__Requirement__
Could you write what comes next in the storm drainage easement text below, picking up after its final line?
# START OF Excerpted passage
An easement is a right of use by one party over the property of another party, sometimes for a specific purpose. For Storm Water Services, easements are property interests which document the conditions under which Storm Water Services has permission to enter an easement area on private property to repair drainage issues and/or perform on-going maintenance. A storm drainage easement is a recorded, legal document which describes easement boundaries and any conditions and restrictions related to the permission granted by the property owner to Storm Water Services. Under the easement, the property owner is the grantor and the City (or other applicable municipality through Charlotte-Mecklenburg Storm Water Services) is the grantee. 

Is an easement necessary to fix storm water issues?
Unlike some municipalities in North Carolina, Charlotte-Mecklenburg Storm Water Services may address storm water issues on private property when a storm drainage easement approved by Storm Water Services is granted for that specific reason. Until an easement has been executed and recorded at the Mecklenburg County Register of Deeds office by Storm Water Services, maintenance of any portion of a storm drainage system on private property remains the legal responsibility of the property owner.

If I grant an easement, is it still my property?
Yes.  An easement does not give or take away property. An easement is a property right granting permission by one party to another party for access to property for a specific reason. However, there are certain restrictions for drainage easements accepted by Storm Water Services and so that the area can function as it is designed. For example, in a storm drainage easement, the flow of water cannot be blocked by the property owner and buildings, swimming pools, walls and other structures are not allowed within the easement area.​​

What’s allowed in a Storm Water Services easement?

• Fences (most types but not permanent features such as stone, block or concrete)
• Trees (as long as the root system is not a threat to the drainage system)
• Shrubs
• Flowers

What’s NOT permitted in a Storm Water Services easement?

• Trees planted over storm water pipes
• Tennis courts or swimming pools
• Dams or anything that might block the flow of water
• Permanent structures not intended to be moved, such as walls or structures made of brick, block or concrete
• Sheds or other buildings

 


Working in an easement.
# END OF Excerpted passage
# START OF Provided records
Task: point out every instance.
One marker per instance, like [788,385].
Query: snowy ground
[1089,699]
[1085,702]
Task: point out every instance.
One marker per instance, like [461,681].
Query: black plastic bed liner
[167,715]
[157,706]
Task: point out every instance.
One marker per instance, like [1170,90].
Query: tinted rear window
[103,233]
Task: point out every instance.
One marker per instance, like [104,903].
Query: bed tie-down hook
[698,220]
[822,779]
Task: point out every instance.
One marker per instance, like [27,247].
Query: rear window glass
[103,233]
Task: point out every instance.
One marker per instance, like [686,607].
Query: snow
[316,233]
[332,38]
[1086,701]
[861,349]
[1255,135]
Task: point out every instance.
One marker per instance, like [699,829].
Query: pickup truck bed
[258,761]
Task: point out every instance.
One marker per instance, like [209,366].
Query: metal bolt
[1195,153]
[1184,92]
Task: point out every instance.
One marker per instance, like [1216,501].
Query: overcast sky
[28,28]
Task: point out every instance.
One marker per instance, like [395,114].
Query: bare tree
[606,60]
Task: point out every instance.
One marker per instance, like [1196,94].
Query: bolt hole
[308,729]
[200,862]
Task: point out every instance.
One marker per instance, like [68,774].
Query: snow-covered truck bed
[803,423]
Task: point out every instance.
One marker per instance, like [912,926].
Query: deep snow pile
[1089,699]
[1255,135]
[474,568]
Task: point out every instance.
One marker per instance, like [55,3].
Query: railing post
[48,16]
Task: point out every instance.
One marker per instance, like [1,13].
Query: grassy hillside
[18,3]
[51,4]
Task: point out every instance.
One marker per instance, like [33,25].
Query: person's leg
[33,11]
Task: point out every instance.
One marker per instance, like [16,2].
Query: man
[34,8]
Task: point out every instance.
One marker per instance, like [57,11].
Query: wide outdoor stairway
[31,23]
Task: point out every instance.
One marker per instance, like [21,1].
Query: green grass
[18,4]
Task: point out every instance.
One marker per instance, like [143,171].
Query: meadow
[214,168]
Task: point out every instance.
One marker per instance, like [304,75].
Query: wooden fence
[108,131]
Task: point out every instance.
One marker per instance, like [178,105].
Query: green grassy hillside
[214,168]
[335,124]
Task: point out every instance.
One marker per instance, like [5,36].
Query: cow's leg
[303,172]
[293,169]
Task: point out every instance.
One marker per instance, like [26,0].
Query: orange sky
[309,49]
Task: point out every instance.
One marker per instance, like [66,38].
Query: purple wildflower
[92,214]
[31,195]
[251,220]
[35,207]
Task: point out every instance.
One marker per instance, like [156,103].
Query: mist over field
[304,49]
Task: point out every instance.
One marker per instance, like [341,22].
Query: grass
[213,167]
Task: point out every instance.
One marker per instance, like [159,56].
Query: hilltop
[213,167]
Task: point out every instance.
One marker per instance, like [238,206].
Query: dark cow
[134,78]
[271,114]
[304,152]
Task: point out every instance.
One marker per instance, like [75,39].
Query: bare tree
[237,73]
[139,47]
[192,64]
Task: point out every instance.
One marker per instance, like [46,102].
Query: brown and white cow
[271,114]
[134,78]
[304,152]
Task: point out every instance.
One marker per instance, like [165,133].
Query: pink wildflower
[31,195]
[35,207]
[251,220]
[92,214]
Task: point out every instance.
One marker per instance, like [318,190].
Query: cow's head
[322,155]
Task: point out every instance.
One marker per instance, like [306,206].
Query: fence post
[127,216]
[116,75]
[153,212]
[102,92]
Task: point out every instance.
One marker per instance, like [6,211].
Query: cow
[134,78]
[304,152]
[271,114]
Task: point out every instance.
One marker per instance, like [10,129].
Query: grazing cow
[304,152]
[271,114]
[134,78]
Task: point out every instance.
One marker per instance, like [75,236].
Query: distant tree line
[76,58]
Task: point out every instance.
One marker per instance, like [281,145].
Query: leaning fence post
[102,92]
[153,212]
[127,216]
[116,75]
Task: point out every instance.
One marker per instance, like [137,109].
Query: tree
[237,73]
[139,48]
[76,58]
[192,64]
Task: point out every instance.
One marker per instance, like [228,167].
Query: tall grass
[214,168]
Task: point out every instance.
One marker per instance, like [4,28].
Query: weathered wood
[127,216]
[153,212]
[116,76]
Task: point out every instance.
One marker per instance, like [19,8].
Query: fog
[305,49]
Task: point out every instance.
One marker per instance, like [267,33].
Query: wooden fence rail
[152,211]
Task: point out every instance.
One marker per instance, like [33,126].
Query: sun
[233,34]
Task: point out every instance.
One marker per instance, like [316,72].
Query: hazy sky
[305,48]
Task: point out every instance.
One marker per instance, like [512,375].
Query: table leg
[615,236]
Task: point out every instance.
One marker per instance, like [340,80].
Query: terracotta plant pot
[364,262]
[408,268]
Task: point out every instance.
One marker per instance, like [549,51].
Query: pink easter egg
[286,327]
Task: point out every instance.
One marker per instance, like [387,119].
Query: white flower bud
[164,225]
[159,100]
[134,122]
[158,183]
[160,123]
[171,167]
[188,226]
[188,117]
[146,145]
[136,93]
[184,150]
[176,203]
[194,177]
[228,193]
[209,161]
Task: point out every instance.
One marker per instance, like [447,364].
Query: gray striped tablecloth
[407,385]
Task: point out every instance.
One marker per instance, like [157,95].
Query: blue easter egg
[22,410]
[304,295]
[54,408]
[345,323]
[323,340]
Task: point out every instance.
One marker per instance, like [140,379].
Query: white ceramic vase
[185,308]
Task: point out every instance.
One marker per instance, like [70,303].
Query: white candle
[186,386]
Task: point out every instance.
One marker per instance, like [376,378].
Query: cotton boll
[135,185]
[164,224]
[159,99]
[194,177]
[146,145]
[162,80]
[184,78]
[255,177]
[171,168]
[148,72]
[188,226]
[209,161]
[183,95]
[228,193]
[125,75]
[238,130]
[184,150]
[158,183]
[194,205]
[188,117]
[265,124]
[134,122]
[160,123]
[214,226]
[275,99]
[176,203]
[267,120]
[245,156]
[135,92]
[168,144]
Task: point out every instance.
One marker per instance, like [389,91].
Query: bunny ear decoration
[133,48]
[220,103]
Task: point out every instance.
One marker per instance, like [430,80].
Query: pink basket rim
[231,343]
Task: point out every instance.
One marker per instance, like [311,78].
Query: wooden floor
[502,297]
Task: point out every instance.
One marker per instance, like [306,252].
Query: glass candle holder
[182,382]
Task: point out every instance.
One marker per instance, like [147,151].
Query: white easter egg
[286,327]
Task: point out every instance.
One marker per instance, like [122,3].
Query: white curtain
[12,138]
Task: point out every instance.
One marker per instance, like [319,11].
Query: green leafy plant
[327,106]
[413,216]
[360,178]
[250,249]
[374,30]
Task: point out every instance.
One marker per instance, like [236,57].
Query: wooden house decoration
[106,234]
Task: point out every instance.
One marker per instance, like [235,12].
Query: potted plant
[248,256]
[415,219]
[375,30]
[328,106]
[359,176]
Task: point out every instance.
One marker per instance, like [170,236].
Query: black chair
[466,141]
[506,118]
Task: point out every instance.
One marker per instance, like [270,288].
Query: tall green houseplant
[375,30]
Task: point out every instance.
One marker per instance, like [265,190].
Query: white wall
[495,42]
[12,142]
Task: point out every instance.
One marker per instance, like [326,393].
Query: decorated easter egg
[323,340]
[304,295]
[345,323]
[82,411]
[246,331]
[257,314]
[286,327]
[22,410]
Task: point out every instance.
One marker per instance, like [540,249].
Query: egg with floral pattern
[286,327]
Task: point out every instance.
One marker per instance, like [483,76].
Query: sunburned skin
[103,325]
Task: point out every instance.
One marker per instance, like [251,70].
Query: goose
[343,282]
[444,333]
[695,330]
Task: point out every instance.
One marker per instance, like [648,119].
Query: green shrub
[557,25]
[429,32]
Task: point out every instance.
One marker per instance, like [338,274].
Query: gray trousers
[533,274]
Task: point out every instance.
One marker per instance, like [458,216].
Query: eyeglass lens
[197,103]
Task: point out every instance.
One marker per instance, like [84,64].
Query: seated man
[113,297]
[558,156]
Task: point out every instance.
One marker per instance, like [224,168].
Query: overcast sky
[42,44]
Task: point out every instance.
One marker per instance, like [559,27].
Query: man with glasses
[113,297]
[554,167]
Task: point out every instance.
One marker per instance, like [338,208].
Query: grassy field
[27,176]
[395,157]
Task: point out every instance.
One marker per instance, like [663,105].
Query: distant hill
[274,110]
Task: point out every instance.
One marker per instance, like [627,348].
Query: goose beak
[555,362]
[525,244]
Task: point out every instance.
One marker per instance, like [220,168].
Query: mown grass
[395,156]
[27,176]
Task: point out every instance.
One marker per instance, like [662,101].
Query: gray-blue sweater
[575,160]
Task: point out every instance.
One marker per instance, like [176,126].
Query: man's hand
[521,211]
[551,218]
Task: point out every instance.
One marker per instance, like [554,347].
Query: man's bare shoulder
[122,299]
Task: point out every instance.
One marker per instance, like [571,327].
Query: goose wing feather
# END OF Provided records
__Result for this task__
Services within an easement

Storm Water Services does:

• Remove fallen trees and large debris from creeks when those obstructions create a qualifying drainage problem;
• Clear storm drain pipes, catch basins and culverts;
• Repair or replace broken storm drainage pipes;
• Control severe creek bank erosion when necessary to protect water quality and adjacent properties; and
• Repair sinkholes that occur over drainage pipe systems.

Storm Water Services does NOT:

• Clean up sticks, leaves or debris  on private property after heavy rain or flooding;
• Repair or replace private property  damaged by stormwater runoff or flooding, including but not limited to air conditioners, heating units, fences, gardens, lawns, shrubs, mail boxes, and dog houses;
• Clear out incidental debris from creeks and drainage ditches such as trash, leaves, grass clippings or small tree branches;
• Clear cut vegetation from creek banks as part of routine maintenance;
• Mow a ditch or storm drainage easement on private property; or
• Re-grade or re-seed a storm drainage easement after project warranty period.


Helpful Links

Watch a video about easements.  This video specifically refers to Charlotte. Procedures used by the six towns and Mecklenburg County are similar but may not be identical.

Charlotte-Mecklenburg Storm Water Services determines if a request for service qualifies for service and then classifies the request accordingly.

Sinkhole 
The Charlotte Storm Water ordinance describes the limitation of the City’s maintenance responsibility. Specifically, Section 18-46 of the Charlotte Code of Ordinances outlines responsibility. North Carolina General Statues, in particular Chapter 156, describe general drainage laws regarding the natural flow of surface water.